Work task:
Report how many lines below contain the word "window". Give only the number.

____ Information provided

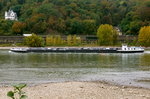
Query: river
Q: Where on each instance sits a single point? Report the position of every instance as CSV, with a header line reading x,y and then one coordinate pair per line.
x,y
36,68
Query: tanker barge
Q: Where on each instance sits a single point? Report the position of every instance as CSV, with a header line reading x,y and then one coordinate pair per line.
x,y
123,49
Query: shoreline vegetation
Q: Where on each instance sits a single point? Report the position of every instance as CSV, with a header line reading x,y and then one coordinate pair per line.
x,y
76,90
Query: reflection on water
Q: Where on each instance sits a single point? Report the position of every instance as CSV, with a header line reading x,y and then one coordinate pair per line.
x,y
52,67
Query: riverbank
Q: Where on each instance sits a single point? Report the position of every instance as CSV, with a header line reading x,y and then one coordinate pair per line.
x,y
81,90
7,48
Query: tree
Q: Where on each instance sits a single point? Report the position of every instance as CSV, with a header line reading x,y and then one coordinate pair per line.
x,y
106,35
18,27
34,41
144,36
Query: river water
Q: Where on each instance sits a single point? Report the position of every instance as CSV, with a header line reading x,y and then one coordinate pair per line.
x,y
35,68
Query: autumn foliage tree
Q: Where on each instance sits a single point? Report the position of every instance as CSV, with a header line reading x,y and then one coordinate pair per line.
x,y
144,36
106,35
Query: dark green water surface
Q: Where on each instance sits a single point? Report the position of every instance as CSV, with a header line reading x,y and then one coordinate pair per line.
x,y
35,68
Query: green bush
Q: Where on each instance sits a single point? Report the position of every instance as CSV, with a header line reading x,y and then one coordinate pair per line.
x,y
17,93
34,41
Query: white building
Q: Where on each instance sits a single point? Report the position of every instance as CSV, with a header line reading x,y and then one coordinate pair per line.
x,y
10,15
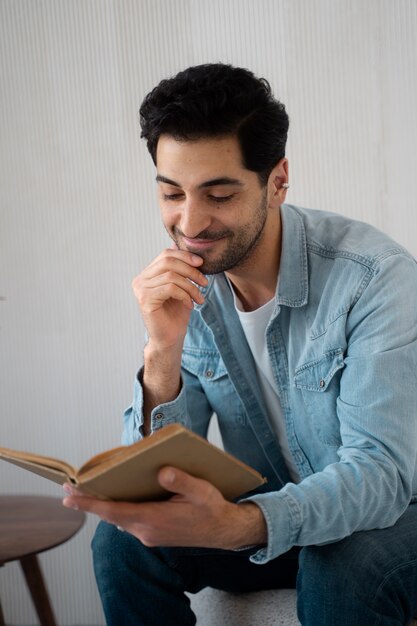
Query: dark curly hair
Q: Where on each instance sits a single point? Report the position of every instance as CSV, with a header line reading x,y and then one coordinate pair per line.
x,y
217,100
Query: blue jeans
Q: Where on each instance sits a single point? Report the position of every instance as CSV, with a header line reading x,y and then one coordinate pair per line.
x,y
369,578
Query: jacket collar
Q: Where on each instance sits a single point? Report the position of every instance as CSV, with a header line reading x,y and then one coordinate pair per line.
x,y
293,273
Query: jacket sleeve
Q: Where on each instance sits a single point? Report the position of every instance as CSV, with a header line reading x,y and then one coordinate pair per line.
x,y
191,408
371,484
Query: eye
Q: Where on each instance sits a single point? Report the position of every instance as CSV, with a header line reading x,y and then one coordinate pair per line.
x,y
172,196
220,199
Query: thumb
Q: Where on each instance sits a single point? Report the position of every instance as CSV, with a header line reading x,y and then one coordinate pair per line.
x,y
179,482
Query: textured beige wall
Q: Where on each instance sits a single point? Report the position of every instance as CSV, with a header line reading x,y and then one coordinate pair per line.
x,y
78,217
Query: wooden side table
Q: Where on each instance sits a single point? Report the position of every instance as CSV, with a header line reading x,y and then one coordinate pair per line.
x,y
30,525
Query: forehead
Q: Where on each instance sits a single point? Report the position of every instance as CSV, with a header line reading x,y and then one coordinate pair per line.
x,y
191,162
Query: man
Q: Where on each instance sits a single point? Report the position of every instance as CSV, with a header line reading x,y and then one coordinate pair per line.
x,y
298,328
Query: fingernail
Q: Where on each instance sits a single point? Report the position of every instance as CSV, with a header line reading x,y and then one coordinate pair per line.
x,y
69,504
169,476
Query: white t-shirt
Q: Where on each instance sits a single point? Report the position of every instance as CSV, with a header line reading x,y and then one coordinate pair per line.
x,y
254,325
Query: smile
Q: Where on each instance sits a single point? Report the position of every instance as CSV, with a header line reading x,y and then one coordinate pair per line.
x,y
200,244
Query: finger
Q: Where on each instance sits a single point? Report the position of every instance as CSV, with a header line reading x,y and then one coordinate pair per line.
x,y
170,279
196,490
178,265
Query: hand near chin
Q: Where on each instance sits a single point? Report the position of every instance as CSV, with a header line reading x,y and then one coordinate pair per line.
x,y
196,515
166,291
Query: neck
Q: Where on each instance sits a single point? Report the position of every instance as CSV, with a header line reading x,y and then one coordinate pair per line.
x,y
255,281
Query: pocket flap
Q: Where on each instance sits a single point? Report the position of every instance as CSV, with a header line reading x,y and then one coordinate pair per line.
x,y
204,364
316,375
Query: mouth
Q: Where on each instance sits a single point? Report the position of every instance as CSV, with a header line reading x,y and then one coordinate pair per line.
x,y
200,244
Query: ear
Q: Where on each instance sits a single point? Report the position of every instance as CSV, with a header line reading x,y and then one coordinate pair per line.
x,y
278,184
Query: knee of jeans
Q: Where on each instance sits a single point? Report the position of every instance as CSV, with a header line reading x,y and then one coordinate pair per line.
x,y
337,566
108,547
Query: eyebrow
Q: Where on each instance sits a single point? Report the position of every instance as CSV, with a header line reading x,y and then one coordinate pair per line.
x,y
214,182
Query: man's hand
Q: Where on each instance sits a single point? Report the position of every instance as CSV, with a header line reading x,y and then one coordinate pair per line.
x,y
166,291
196,515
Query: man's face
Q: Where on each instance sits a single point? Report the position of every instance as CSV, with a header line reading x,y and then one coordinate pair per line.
x,y
211,205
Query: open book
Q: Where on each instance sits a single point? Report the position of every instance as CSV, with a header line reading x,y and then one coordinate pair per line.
x,y
130,472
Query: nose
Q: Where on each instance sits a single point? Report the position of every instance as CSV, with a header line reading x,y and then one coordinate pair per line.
x,y
194,218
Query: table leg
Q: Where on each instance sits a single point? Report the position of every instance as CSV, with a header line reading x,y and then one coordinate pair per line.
x,y
2,622
37,588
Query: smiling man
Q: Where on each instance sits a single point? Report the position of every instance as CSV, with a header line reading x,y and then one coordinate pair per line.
x,y
298,328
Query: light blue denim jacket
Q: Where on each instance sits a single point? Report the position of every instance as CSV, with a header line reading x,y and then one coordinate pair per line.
x,y
343,346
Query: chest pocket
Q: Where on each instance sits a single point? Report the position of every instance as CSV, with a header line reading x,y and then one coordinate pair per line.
x,y
211,372
319,383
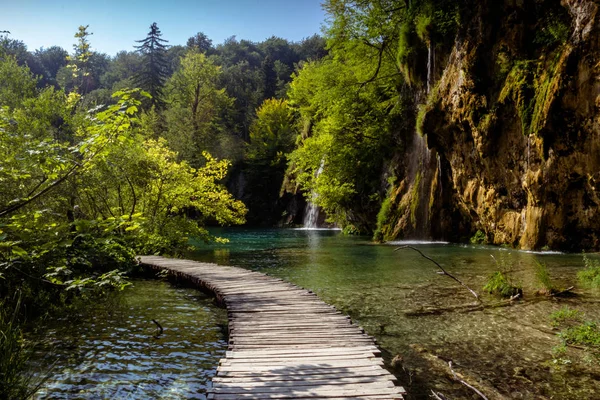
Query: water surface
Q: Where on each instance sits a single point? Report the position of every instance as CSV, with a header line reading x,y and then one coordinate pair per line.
x,y
114,350
507,350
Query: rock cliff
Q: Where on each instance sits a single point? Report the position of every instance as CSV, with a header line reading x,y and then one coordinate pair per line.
x,y
508,132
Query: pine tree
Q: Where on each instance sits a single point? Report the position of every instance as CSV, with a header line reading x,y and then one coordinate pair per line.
x,y
153,72
269,78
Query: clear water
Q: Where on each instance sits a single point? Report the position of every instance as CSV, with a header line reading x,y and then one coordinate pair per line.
x,y
507,351
114,352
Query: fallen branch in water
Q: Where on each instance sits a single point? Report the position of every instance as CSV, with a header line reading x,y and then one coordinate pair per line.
x,y
465,308
159,327
438,396
444,272
560,293
441,364
465,383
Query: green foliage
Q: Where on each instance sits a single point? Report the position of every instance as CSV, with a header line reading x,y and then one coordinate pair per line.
x,y
79,62
272,134
519,87
272,137
554,29
153,72
590,275
196,100
382,218
14,354
16,82
500,284
415,198
479,237
351,132
543,277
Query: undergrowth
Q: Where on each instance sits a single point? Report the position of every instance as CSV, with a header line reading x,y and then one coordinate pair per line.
x,y
590,275
500,283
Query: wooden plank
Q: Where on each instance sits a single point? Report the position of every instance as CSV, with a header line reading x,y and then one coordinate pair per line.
x,y
284,342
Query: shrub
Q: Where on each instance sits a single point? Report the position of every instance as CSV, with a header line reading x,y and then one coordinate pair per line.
x,y
543,277
590,276
500,284
479,238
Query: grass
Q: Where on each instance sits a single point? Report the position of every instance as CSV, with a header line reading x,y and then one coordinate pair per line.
x,y
590,275
543,278
15,352
500,282
478,238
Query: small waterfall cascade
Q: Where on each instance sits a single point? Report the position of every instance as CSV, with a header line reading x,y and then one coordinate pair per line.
x,y
430,65
439,160
311,213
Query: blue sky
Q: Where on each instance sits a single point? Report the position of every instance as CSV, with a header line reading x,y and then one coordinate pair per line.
x,y
117,24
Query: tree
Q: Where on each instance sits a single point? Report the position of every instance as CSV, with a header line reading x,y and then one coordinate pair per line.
x,y
153,72
201,42
79,62
52,59
272,137
196,101
269,78
16,82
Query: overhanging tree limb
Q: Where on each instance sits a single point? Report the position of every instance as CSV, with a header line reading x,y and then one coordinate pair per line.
x,y
23,203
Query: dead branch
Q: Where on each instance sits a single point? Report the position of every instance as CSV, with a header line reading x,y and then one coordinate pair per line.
x,y
438,396
465,383
444,272
561,292
159,327
464,308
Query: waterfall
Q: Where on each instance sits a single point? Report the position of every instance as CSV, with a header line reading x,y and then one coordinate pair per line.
x,y
311,214
439,159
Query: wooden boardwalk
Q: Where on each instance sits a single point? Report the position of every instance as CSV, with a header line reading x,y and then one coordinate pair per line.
x,y
285,343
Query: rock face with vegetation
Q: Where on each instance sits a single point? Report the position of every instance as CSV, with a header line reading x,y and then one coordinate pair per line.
x,y
508,125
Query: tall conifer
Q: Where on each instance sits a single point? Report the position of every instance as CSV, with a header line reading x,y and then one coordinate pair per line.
x,y
153,72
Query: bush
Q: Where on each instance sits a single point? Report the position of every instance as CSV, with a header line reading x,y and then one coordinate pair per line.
x,y
499,284
478,238
590,276
14,354
543,277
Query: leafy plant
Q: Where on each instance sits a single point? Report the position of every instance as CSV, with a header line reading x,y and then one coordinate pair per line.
x,y
478,238
590,275
15,351
500,283
543,277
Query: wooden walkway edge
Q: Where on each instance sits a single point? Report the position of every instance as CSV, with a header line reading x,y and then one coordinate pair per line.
x,y
285,343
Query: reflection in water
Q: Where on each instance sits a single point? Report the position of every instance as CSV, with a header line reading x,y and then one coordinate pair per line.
x,y
507,349
113,351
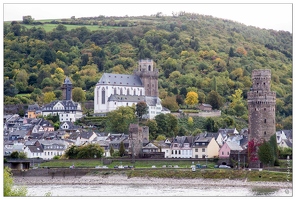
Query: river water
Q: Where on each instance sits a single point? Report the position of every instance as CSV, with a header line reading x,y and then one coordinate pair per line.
x,y
150,190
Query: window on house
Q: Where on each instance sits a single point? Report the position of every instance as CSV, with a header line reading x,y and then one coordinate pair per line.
x,y
103,96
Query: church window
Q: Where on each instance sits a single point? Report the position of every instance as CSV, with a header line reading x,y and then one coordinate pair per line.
x,y
97,96
103,96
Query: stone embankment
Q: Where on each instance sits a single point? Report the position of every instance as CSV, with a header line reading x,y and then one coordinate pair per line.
x,y
125,180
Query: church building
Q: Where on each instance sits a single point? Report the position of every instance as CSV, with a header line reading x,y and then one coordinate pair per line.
x,y
115,90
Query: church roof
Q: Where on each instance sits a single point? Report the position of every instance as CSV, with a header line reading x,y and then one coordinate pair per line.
x,y
68,104
120,79
125,98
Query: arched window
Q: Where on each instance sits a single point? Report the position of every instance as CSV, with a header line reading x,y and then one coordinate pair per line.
x,y
98,96
103,96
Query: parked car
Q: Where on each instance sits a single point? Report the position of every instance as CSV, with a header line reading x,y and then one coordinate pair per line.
x,y
224,166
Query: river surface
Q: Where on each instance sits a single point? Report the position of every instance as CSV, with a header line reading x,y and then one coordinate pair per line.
x,y
150,190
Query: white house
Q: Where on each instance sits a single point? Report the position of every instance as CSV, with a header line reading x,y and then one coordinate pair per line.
x,y
67,109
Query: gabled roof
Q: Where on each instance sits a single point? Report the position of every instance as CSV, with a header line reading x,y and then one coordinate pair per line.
x,y
152,101
120,79
35,149
149,146
68,105
234,146
125,98
86,135
33,107
67,81
206,105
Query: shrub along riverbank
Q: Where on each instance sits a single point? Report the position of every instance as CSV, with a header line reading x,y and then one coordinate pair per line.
x,y
231,174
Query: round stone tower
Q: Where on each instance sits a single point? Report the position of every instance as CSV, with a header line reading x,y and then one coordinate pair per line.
x,y
261,106
149,76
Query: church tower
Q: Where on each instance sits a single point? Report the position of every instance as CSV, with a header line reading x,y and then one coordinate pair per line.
x,y
261,107
67,89
149,77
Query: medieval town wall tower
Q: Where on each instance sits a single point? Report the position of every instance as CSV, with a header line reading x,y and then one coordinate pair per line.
x,y
149,77
261,106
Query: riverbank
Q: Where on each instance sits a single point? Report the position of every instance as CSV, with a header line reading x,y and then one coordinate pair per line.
x,y
125,180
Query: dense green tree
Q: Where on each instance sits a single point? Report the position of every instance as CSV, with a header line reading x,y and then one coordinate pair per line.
x,y
9,189
121,149
14,154
170,103
120,119
141,109
111,151
78,95
214,99
49,97
274,146
191,98
10,88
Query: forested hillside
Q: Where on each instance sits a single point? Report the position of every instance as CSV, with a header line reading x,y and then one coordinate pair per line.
x,y
211,56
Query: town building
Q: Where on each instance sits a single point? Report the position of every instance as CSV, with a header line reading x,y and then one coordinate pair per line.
x,y
67,109
115,90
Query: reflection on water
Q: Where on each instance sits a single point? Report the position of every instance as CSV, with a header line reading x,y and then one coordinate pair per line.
x,y
150,190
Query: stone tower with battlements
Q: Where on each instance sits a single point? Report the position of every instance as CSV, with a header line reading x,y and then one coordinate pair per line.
x,y
149,77
67,89
261,106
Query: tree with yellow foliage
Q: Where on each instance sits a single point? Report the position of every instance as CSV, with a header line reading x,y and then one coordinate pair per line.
x,y
191,98
48,97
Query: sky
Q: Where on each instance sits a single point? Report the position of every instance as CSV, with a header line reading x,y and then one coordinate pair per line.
x,y
268,14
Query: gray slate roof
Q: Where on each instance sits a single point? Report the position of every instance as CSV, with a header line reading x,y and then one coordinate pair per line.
x,y
68,104
120,79
125,98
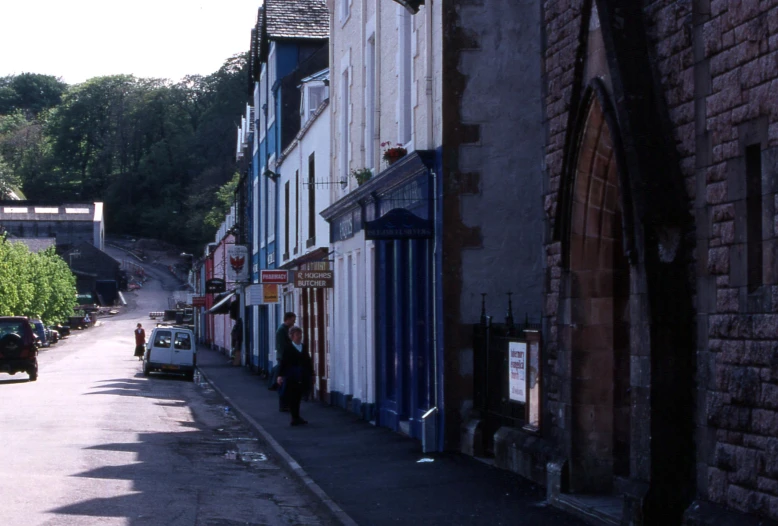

________

Problem solution:
3